■ DESCRIPTION OF THE TASK:
In full and without alteration, repeat the material.

■ DATA IN THIS EXERCISE:
-------------------------
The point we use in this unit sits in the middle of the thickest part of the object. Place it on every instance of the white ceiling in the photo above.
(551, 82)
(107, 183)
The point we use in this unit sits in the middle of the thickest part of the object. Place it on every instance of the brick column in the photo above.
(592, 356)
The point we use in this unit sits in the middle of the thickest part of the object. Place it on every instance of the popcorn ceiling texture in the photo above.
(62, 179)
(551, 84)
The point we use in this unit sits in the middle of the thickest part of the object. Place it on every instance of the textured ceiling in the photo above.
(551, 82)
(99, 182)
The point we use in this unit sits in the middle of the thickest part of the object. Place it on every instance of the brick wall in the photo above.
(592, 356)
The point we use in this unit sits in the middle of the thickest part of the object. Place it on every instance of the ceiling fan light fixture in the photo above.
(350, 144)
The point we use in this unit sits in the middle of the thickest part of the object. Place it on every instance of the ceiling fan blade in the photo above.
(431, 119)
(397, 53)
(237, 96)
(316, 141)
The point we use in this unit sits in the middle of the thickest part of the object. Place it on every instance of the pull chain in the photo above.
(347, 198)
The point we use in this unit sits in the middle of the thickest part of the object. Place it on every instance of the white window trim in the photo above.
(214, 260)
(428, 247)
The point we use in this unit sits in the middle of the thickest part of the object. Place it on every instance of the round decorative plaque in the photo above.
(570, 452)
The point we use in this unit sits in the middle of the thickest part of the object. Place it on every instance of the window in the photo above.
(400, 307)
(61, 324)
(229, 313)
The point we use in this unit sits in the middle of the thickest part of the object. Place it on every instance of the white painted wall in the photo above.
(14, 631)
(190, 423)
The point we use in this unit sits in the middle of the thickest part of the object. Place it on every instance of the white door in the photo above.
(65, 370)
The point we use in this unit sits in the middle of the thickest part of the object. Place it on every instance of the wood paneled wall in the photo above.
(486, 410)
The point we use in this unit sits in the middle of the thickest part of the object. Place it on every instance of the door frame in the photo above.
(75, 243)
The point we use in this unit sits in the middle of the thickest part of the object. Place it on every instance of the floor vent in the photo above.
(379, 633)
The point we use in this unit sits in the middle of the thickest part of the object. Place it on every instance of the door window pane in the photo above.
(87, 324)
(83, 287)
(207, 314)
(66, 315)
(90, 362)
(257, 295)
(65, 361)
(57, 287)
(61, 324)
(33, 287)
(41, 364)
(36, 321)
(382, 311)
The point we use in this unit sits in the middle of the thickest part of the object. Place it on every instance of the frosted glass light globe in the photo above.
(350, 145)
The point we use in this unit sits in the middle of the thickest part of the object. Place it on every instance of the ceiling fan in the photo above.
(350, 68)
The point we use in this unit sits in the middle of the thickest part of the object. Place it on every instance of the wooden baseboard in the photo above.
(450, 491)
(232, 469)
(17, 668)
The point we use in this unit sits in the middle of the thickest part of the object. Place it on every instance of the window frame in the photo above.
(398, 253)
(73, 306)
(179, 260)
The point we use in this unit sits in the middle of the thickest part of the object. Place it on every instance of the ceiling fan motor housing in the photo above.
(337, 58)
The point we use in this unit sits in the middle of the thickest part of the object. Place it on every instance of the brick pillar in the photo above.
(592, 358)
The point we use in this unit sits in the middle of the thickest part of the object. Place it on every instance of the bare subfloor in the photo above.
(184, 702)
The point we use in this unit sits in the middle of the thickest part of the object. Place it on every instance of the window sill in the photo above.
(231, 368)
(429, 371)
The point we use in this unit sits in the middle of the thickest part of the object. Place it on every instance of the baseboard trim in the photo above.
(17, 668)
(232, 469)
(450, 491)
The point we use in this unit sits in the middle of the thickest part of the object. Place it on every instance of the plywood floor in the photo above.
-------------------------
■ REPLY:
The point we use in this unit sits in the middle of the thickest part of the object. Place it on every instance of the white ceiling in the photo above.
(551, 82)
(107, 183)
The point we use in this unit sits in the middle of the thickest part of the object. Place it on every instance of the brick column in the photo above.
(592, 356)
The point we use in this unit sits in the middle of the thickest part of the object. Place it on every instance of the popcorn ceiling texture in the photo above.
(62, 179)
(551, 84)
The point we use in this unit sits in the middle of the thickest part of the object. Place it on every instance of the textured ceiling in the photo above.
(551, 82)
(99, 182)
The point we use in this unit sits in the middle of the thickest part of the object. Place it on every instance of the brick wall in the photo above.
(592, 356)
The point we use in this unit sits in the middle of the thickest part of the object. Place it on every instance of the ceiling fan light fixture in the photo above.
(350, 144)
The point we use in this unit sits in the middle of the thickest part of the object. Place it on every instance of the ceiling fan blade in the photo above.
(431, 119)
(397, 53)
(237, 96)
(316, 141)
The point we use in this unit sits in the middle of the thickest part of the object. Place it on every instance of the pull chain in the photo above.
(347, 198)
The point we use in this unit sits in the middle of the thickest part of the object. Place it on every instance of the white window trim in the photo above.
(214, 260)
(428, 247)
The point we use in this unit sits in the middle of the thickest part of the object. Place it on every instance of the round decorative plaque in the photo above.
(570, 452)
The point we use in this unit sits in the middle of the thickest part of the object. Place it on every instance of the window in the photo above.
(400, 307)
(61, 324)
(229, 313)
The point we use in this unit sits in the middle of the thickest part of the object. Place it on every instance of the white painted wall in the photo above.
(14, 631)
(190, 423)
The point we use in this unit sits in the middle of the thickest part of the object. Place it on every instance of the white door in the photo above.
(65, 370)
The point we use in this unit sits in the middle of the thickest part of the object. Place it on every instance of the wood paneled wall in the photo above.
(486, 410)
The point we use in this unit sits in the middle of the thickest part of the object. Place it on every instance of the door frame in the photo above.
(75, 243)
The point we use in this unit sits in the middle of the thickest part of the object. Place it on every instance of the floor vent in the photo above.
(379, 633)
The point we use in this unit sits in the middle of the thickest part of the object. Place it on every instance of the door window pane in the photo above.
(87, 324)
(83, 287)
(207, 314)
(66, 315)
(90, 362)
(257, 295)
(65, 361)
(57, 287)
(61, 324)
(33, 287)
(41, 364)
(36, 321)
(382, 311)
The point we use in this unit sits in the middle of the thickest part of the object. Place it on every instance of the frosted glass light globe in the photo above.
(350, 145)
The point we use in this unit sits in the middle of the thickest part of the object. Place it on every instance of the ceiling fan in the photo above.
(350, 68)
The point we use in this unit sits in the middle of the thickest part of the object. Place it on every instance of the wooden baseboard in the photo above.
(450, 491)
(232, 469)
(17, 668)
The point we use in this unit sits in the middle of the thickest part of the object. Place it on every instance of the window frame in the photo above.
(398, 253)
(73, 306)
(179, 260)
The point we use in this unit sits in the middle of the thickest part of the object. Place it on every instance of the ceiling fan motor housing in the photo above.
(337, 58)
The point we use in this unit sits in the middle of the thickest part of the object. Place it on every instance of the brick pillar in the photo above.
(592, 358)
The point we use in this unit sits in the middle of the thickest part of the object. Place it on every instance of the bare subfloor in the photo above.
(184, 702)
The point we use in this unit sits in the middle of the thickest part of the object. Place it on every instance of the window sill in the photo above.
(231, 368)
(429, 371)
The point we use in this unit sits in the middle of the thickest part of the object. Place it on every instance of the baseboard trim in the photo above.
(17, 668)
(232, 469)
(450, 491)
The point we use in this unit sits in the middle of the thickest part of the object. Place it on every instance of the plywood floor in the photo above.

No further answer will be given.